Data provided:
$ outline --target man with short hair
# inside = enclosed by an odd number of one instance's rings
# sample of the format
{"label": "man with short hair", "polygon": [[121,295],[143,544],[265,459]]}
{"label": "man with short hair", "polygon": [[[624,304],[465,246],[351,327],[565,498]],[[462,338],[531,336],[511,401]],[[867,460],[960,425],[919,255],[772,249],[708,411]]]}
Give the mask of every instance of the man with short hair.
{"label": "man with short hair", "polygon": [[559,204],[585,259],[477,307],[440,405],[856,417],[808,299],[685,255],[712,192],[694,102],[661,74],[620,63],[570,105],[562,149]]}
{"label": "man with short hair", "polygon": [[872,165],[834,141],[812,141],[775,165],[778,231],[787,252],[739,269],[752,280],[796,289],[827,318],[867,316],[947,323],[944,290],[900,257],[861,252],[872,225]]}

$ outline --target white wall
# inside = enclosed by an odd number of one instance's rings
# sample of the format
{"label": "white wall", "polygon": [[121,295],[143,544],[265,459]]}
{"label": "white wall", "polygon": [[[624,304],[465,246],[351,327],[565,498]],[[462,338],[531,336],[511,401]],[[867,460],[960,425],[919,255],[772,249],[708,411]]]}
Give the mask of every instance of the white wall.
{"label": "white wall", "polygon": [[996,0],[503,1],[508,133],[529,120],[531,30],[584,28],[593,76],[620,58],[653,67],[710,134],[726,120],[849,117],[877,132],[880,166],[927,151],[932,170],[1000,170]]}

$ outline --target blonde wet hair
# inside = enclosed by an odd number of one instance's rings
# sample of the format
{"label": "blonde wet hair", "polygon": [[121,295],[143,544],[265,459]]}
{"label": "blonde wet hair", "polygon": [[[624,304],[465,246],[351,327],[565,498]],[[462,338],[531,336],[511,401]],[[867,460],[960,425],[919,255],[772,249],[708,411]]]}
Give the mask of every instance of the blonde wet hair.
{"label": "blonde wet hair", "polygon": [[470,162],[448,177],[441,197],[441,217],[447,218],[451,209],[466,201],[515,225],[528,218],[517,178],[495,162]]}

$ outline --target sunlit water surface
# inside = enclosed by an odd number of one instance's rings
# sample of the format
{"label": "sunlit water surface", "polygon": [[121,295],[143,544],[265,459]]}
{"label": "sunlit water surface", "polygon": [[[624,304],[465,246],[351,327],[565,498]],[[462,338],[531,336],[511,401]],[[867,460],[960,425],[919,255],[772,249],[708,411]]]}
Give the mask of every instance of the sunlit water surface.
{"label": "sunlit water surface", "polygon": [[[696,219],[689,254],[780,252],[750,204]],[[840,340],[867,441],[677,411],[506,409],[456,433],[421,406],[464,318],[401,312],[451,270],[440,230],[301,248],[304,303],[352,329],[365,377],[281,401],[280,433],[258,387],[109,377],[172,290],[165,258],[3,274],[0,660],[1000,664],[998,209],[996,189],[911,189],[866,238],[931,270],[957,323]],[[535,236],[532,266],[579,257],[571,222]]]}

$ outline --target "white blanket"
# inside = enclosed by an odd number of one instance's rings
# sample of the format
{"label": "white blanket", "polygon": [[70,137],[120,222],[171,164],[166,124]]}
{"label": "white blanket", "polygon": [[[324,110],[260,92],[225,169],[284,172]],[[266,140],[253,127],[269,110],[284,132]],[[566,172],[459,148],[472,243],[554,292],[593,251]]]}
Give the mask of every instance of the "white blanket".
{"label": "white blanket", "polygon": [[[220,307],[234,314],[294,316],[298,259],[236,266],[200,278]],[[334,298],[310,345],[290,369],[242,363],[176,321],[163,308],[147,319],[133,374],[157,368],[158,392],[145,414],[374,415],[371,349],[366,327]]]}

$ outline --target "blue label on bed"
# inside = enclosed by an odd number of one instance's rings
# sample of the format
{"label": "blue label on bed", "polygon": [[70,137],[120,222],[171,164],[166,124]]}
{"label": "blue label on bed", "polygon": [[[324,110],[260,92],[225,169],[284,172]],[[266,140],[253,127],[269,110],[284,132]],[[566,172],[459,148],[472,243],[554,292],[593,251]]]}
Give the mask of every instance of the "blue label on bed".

Task to carry out: For the records above, give the number of lines that include the string "blue", with nothing added.

Task solution: 4